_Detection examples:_
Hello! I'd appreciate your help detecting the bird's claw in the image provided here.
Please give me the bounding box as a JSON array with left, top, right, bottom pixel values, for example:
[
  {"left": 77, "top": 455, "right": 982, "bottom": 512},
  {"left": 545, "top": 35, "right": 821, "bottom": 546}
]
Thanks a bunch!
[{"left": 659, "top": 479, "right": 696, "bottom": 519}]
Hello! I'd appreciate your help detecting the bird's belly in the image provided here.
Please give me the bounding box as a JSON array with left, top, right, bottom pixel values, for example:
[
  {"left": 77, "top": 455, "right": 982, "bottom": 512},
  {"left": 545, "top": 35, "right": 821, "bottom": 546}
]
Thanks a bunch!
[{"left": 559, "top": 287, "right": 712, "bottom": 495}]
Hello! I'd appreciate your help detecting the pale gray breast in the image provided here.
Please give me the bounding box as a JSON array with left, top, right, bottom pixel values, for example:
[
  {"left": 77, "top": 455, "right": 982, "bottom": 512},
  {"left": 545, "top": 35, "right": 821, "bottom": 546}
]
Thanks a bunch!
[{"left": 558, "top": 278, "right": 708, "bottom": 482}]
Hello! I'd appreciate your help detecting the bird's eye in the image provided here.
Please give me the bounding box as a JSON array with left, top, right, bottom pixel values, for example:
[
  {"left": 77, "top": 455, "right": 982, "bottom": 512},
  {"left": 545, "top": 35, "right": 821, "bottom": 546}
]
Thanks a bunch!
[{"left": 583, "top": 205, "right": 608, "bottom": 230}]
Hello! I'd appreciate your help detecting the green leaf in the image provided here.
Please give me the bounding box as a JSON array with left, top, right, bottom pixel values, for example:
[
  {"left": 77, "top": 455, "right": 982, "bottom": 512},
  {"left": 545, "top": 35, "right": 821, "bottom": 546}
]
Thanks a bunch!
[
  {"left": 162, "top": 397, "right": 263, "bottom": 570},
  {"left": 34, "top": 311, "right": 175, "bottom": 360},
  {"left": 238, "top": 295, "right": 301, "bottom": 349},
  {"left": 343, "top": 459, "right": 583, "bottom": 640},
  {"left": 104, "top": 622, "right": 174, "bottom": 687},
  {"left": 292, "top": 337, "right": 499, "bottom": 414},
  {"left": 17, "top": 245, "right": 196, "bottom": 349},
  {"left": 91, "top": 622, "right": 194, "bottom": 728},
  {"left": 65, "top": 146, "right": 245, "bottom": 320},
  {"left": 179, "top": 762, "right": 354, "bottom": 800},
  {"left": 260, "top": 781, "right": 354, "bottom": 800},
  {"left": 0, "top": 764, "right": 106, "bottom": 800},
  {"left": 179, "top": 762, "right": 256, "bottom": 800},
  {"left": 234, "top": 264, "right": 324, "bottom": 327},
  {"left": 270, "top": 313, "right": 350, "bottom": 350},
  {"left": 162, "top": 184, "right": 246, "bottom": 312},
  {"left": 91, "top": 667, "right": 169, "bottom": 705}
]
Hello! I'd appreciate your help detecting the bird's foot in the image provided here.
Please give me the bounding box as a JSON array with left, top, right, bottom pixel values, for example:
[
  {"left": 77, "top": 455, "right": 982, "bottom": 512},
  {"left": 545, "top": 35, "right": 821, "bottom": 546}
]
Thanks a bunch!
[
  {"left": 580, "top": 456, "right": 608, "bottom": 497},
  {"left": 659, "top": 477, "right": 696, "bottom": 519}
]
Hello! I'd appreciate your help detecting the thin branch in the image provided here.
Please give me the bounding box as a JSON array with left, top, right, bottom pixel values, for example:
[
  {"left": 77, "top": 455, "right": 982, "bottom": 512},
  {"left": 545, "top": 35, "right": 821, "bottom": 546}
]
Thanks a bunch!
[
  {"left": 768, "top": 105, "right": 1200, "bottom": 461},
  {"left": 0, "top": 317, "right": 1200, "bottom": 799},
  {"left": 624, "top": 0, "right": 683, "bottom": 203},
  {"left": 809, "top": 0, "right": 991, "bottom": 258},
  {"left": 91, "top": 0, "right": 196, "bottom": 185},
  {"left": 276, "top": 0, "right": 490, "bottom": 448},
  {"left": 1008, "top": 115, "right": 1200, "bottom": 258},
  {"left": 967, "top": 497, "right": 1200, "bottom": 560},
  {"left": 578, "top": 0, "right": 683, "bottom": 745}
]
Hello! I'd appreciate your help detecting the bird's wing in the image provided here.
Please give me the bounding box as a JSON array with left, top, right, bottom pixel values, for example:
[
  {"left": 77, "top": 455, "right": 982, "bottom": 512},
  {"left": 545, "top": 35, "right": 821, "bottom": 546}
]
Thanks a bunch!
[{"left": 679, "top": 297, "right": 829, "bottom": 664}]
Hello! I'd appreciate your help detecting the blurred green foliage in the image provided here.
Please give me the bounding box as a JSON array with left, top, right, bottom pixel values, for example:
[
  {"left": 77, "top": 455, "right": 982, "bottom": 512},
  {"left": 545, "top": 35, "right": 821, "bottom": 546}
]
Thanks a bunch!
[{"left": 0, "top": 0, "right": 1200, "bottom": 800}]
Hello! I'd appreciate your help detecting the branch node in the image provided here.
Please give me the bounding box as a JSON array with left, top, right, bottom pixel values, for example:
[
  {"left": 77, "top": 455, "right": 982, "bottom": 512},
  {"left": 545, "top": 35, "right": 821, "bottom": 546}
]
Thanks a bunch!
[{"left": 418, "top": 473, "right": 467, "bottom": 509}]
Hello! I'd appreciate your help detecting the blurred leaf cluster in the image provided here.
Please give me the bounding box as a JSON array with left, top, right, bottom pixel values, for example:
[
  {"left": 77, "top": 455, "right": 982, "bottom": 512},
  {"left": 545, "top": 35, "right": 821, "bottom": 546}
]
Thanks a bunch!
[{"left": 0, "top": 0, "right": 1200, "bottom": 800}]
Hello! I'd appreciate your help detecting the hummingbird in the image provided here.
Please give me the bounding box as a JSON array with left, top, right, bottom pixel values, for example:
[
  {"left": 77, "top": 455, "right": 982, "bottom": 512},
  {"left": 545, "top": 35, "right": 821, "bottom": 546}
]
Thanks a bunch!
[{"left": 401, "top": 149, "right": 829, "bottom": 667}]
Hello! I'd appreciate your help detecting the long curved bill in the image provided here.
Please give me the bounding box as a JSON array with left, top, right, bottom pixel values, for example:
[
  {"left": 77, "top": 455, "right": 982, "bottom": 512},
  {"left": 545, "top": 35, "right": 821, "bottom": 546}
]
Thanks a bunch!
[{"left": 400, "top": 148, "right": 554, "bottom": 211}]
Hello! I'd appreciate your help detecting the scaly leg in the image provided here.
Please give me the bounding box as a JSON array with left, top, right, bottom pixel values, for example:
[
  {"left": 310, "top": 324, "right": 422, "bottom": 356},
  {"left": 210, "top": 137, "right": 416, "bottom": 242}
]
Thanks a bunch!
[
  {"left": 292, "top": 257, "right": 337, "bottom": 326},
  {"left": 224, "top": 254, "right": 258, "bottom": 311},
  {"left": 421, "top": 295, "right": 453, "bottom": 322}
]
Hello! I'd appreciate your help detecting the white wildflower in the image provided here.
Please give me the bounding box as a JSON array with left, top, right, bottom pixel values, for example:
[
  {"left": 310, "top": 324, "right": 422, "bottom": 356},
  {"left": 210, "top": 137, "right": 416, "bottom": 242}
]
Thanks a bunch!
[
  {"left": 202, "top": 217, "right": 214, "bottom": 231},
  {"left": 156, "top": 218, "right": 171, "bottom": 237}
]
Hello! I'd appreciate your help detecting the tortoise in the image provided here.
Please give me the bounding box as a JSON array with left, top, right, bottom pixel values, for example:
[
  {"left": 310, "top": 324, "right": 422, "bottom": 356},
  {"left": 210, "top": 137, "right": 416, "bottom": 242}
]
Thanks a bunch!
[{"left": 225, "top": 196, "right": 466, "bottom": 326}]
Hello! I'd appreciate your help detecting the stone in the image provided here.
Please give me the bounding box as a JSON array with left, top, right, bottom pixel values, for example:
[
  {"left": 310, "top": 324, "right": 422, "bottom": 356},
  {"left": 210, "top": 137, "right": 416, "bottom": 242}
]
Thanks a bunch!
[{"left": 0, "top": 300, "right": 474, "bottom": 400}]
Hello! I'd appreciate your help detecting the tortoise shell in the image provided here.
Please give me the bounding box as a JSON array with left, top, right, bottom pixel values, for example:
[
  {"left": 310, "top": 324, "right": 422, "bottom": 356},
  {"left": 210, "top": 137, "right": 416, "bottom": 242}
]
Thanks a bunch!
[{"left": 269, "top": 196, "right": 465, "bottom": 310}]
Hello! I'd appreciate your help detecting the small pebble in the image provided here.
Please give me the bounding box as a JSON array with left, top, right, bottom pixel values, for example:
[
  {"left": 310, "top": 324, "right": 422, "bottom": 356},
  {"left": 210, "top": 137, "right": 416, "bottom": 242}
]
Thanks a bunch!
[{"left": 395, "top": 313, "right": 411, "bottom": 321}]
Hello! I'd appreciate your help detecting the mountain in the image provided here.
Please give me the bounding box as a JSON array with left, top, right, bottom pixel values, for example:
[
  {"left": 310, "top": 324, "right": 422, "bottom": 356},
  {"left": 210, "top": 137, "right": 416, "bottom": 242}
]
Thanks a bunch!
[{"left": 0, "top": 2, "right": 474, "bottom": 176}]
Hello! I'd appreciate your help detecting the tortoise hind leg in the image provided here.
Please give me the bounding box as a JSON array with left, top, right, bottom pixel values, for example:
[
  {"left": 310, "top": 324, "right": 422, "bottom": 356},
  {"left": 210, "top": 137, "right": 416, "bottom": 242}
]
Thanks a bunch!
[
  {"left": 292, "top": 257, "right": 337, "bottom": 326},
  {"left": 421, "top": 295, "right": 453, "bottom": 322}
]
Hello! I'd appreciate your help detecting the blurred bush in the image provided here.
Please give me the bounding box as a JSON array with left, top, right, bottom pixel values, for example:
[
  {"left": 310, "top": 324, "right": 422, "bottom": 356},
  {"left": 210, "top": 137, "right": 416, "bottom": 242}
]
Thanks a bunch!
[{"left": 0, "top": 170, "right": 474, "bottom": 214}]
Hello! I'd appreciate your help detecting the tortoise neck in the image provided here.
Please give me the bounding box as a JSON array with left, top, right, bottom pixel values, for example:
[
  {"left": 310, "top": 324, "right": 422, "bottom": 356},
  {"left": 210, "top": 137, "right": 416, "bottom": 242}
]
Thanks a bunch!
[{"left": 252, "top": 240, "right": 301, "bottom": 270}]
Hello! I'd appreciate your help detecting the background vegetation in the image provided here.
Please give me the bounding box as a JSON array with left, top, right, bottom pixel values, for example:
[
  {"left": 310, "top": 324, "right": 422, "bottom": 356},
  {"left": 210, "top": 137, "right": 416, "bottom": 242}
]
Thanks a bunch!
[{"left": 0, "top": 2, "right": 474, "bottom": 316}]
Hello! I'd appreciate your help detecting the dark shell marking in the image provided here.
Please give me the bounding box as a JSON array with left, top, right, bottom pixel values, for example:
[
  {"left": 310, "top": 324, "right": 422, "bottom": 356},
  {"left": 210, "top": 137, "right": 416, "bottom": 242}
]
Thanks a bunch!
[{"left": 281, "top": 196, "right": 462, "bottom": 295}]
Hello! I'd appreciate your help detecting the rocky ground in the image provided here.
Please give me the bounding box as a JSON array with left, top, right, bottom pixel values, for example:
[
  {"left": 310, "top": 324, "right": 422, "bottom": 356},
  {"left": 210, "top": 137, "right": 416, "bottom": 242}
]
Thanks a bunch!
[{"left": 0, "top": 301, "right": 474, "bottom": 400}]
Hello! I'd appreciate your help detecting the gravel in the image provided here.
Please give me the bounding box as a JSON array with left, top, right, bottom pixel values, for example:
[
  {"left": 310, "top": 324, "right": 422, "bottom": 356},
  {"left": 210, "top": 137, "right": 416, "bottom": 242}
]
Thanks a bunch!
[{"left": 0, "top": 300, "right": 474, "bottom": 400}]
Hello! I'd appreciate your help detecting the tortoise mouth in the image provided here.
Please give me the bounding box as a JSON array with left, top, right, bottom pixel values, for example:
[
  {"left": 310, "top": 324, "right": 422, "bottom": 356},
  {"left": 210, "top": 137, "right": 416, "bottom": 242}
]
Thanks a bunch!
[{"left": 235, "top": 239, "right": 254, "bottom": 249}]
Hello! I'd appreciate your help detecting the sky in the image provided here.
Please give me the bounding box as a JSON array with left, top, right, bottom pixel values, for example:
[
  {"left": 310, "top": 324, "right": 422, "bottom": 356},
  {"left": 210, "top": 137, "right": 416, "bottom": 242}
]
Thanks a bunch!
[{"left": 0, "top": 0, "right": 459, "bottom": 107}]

_Problem to solve:_ Please report every line above that contains the string "green", copying each such line in full. Case counts, so only matches with the same capitalization qualify.

_Answer to the task:_
Hello! I'd appreciate your help detecting the green leaf in the image provided here.
Hello! I'd appreciate your help detecting the blurred green foliage in the image provided here.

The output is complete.